Exercise instructions: Copy the items below exactly as they appear, starting with the line that contains "[point] every instance of the white horizontal" and continuing through the last line of the items.

Records provided:
________

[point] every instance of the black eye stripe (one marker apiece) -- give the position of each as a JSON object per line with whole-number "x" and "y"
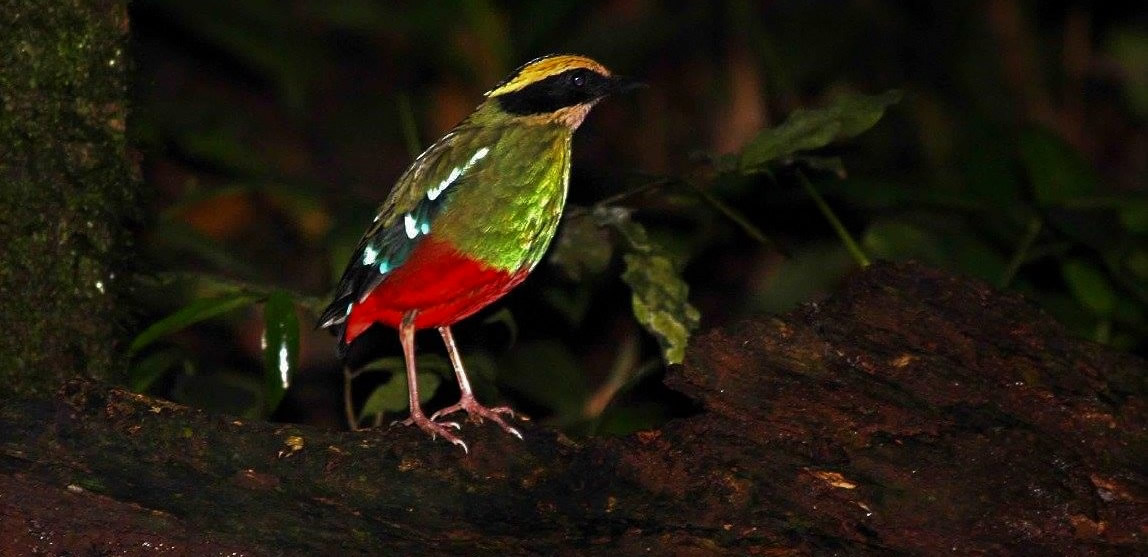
{"x": 556, "y": 92}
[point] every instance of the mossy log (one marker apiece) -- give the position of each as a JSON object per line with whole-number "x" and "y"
{"x": 912, "y": 414}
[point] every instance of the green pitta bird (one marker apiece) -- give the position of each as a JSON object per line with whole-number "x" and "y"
{"x": 470, "y": 219}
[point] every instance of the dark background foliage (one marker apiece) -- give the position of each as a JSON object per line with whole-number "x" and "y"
{"x": 270, "y": 130}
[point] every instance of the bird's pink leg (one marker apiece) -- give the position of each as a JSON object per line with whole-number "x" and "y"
{"x": 406, "y": 337}
{"x": 467, "y": 402}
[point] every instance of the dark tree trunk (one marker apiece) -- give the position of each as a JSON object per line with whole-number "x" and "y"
{"x": 66, "y": 188}
{"x": 912, "y": 414}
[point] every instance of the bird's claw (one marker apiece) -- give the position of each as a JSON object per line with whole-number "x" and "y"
{"x": 435, "y": 428}
{"x": 476, "y": 412}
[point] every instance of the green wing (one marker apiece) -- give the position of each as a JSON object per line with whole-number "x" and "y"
{"x": 408, "y": 215}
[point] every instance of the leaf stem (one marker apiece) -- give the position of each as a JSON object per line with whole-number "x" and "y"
{"x": 732, "y": 215}
{"x": 851, "y": 245}
{"x": 348, "y": 403}
{"x": 1031, "y": 231}
{"x": 631, "y": 192}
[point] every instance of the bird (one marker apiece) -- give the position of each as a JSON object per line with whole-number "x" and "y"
{"x": 468, "y": 221}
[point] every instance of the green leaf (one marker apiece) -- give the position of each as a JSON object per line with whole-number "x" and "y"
{"x": 392, "y": 395}
{"x": 660, "y": 298}
{"x": 898, "y": 240}
{"x": 1057, "y": 172}
{"x": 280, "y": 347}
{"x": 196, "y": 311}
{"x": 1090, "y": 286}
{"x": 848, "y": 115}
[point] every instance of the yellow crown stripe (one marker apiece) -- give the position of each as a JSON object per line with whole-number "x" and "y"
{"x": 540, "y": 69}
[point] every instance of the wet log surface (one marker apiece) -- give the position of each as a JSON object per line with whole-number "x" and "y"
{"x": 912, "y": 414}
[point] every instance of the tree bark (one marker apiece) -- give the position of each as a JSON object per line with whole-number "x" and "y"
{"x": 66, "y": 190}
{"x": 913, "y": 412}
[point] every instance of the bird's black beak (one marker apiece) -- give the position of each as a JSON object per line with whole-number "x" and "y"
{"x": 622, "y": 84}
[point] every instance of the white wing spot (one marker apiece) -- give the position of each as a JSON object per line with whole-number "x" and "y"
{"x": 455, "y": 173}
{"x": 411, "y": 226}
{"x": 370, "y": 255}
{"x": 284, "y": 366}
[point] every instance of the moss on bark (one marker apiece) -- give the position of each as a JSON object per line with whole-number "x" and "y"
{"x": 66, "y": 188}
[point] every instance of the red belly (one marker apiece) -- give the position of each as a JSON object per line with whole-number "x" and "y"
{"x": 443, "y": 285}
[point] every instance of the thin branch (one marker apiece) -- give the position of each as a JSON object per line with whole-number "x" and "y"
{"x": 828, "y": 213}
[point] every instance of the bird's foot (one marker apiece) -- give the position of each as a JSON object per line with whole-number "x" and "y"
{"x": 476, "y": 411}
{"x": 435, "y": 428}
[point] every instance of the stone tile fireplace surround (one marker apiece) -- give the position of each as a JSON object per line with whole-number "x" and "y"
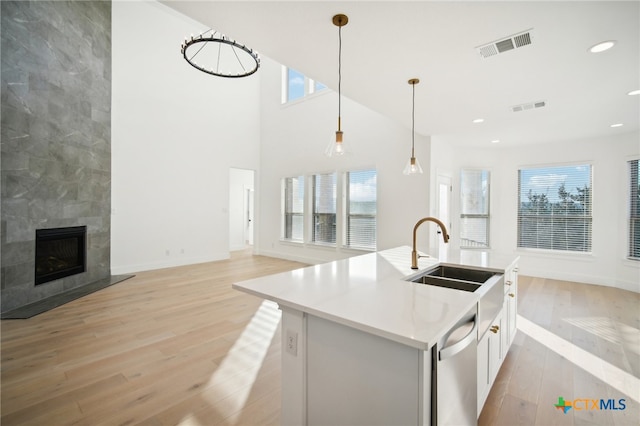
{"x": 56, "y": 138}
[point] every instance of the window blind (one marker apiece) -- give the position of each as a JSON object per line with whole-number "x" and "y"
{"x": 294, "y": 208}
{"x": 474, "y": 209}
{"x": 361, "y": 209}
{"x": 634, "y": 210}
{"x": 324, "y": 208}
{"x": 555, "y": 208}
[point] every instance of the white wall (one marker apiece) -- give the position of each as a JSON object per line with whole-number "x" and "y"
{"x": 294, "y": 138}
{"x": 175, "y": 133}
{"x": 607, "y": 264}
{"x": 240, "y": 181}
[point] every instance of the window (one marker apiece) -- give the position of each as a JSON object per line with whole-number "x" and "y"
{"x": 296, "y": 85}
{"x": 293, "y": 198}
{"x": 474, "y": 209}
{"x": 361, "y": 208}
{"x": 634, "y": 210}
{"x": 554, "y": 208}
{"x": 324, "y": 208}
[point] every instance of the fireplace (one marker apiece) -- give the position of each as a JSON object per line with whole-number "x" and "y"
{"x": 60, "y": 252}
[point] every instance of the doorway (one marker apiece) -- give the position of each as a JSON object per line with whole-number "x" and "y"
{"x": 241, "y": 209}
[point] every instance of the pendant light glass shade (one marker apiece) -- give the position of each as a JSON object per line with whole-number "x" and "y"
{"x": 337, "y": 148}
{"x": 413, "y": 165}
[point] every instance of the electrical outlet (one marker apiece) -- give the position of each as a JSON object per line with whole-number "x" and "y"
{"x": 292, "y": 342}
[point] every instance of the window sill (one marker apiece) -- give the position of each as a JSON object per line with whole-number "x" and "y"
{"x": 557, "y": 254}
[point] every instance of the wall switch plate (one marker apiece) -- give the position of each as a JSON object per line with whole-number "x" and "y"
{"x": 291, "y": 342}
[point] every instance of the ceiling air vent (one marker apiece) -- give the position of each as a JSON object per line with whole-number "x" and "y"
{"x": 509, "y": 43}
{"x": 527, "y": 106}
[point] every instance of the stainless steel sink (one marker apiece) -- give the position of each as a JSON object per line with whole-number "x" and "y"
{"x": 487, "y": 284}
{"x": 463, "y": 274}
{"x": 454, "y": 277}
{"x": 447, "y": 282}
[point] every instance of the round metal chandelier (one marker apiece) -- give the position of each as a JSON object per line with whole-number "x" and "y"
{"x": 218, "y": 55}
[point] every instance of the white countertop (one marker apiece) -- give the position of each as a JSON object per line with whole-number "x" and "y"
{"x": 370, "y": 293}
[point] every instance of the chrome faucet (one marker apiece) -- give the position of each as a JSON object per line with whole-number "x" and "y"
{"x": 414, "y": 252}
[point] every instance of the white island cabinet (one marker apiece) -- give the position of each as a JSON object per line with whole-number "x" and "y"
{"x": 357, "y": 337}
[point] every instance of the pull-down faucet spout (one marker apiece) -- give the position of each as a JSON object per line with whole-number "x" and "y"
{"x": 414, "y": 252}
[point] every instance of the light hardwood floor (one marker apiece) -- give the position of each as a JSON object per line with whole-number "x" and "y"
{"x": 179, "y": 346}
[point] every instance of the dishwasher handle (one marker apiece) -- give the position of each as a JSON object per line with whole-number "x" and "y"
{"x": 457, "y": 347}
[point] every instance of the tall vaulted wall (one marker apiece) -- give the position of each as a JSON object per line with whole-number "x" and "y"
{"x": 56, "y": 137}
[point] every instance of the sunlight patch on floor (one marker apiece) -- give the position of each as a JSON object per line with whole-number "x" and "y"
{"x": 231, "y": 383}
{"x": 610, "y": 374}
{"x": 608, "y": 329}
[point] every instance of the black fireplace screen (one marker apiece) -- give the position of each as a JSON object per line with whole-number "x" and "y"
{"x": 60, "y": 252}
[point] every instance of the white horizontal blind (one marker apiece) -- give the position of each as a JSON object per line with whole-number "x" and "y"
{"x": 361, "y": 209}
{"x": 634, "y": 211}
{"x": 474, "y": 209}
{"x": 555, "y": 208}
{"x": 324, "y": 208}
{"x": 293, "y": 208}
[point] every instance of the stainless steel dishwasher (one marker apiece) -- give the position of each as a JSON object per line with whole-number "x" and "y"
{"x": 454, "y": 379}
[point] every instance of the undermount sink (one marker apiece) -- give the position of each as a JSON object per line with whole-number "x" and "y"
{"x": 463, "y": 274}
{"x": 447, "y": 282}
{"x": 487, "y": 284}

________

Solution to this exercise:
[point] every instance of the white horizontal blind (one marker apiece) -- give the position of each as a JSON object per line with whole-number "x" and "y"
{"x": 361, "y": 209}
{"x": 634, "y": 211}
{"x": 474, "y": 209}
{"x": 555, "y": 208}
{"x": 324, "y": 208}
{"x": 293, "y": 208}
[point] every instance of the stainless steel dishwasher (one marker apiece) -- give the position of each as a JSON object per line with whole-number "x" and "y"
{"x": 454, "y": 379}
[point] every instance of the undermount sink (one marker apiece) -- give the position of each as a JSON object per line with whole-number "x" and "y"
{"x": 463, "y": 274}
{"x": 447, "y": 282}
{"x": 487, "y": 284}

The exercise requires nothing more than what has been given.